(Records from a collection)

========================

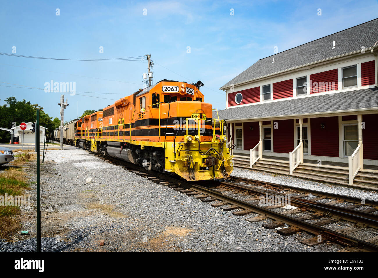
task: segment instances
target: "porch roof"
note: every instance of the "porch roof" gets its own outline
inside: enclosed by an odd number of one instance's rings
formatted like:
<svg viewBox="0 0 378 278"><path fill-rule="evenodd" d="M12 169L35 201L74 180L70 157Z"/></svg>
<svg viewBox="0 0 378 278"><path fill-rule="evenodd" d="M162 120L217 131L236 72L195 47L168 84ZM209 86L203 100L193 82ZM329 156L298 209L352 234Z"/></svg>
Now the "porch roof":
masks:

========================

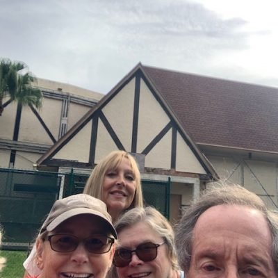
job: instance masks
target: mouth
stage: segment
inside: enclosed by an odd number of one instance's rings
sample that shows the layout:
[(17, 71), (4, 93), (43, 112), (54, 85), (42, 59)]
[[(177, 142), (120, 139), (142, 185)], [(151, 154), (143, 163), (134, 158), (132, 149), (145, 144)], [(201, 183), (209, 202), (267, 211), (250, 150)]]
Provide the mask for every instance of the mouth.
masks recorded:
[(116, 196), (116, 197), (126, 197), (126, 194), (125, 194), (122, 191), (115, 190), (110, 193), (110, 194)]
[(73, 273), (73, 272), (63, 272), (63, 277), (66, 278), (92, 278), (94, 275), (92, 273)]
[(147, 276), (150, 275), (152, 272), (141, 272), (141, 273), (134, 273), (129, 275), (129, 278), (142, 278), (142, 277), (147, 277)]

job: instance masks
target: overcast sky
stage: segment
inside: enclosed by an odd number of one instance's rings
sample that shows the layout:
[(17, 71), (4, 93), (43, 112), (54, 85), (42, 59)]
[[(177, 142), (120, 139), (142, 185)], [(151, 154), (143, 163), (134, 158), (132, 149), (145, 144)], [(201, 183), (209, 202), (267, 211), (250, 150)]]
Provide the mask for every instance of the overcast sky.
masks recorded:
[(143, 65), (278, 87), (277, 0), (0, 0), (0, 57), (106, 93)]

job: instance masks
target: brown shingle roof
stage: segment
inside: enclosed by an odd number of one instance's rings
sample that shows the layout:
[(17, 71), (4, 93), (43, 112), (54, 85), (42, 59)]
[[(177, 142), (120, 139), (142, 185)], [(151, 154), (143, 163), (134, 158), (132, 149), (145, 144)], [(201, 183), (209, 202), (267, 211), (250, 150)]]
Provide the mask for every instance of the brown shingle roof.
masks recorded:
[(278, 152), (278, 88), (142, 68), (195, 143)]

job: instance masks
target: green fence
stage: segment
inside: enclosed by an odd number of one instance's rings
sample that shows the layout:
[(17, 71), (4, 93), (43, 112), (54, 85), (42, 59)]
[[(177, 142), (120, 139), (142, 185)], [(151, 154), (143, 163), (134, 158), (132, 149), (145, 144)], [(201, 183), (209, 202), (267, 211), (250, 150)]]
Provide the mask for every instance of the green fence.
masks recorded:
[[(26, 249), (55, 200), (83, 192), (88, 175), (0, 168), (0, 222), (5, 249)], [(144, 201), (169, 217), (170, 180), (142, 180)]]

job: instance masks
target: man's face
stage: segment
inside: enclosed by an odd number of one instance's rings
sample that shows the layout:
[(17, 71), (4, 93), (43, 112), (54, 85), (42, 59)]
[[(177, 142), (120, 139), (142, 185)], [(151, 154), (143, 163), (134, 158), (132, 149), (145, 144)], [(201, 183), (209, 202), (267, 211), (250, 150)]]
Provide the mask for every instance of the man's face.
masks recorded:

========================

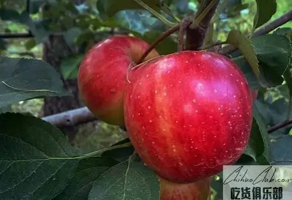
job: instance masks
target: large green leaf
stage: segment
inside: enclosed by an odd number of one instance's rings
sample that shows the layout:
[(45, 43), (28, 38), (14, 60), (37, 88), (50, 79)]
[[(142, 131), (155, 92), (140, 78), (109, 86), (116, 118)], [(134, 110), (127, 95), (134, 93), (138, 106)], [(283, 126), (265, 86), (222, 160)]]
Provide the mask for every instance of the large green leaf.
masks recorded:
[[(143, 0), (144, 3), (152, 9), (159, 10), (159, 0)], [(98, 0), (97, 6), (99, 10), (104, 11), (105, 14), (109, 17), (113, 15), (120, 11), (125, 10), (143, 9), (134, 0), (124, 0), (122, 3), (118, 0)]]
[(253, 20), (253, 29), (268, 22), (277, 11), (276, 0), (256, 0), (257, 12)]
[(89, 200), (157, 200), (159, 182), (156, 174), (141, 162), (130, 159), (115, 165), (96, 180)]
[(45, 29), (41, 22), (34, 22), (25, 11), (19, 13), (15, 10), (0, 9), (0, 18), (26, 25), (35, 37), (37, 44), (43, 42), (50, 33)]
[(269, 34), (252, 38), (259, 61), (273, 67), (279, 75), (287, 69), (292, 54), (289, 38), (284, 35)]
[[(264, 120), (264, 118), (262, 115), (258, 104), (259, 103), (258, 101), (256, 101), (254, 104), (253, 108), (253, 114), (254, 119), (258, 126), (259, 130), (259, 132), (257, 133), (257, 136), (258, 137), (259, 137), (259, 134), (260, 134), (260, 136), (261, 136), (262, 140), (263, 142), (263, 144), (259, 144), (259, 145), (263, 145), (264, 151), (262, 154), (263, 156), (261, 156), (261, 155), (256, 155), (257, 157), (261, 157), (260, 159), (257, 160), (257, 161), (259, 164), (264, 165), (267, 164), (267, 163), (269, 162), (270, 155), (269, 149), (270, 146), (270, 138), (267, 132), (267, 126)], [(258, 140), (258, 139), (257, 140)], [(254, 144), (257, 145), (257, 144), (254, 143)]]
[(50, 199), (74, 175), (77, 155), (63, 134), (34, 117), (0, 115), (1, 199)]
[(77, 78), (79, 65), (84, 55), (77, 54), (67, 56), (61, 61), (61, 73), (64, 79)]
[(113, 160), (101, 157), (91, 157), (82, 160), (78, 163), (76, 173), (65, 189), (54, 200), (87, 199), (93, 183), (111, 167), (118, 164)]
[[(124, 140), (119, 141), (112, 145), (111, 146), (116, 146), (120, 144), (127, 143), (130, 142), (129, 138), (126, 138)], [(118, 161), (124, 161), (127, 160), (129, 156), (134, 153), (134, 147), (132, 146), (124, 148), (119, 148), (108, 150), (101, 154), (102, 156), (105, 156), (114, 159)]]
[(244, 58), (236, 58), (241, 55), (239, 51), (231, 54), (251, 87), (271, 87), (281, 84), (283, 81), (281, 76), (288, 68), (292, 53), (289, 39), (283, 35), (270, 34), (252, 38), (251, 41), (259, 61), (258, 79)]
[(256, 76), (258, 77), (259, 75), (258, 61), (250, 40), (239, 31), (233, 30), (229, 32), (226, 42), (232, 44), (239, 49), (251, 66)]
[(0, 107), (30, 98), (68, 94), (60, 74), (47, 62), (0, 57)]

========================

EXERCISE TASK
Identify each line of the rows above that contains the string "green", and copy every such line in full. The match is case-sensitive.

OUTPUT FOR THIS EXERCISE
target: green fence
Provide the mask for every instance of the green fence.
target: large green leaf
Provide the mask for every instance of the large green leaf.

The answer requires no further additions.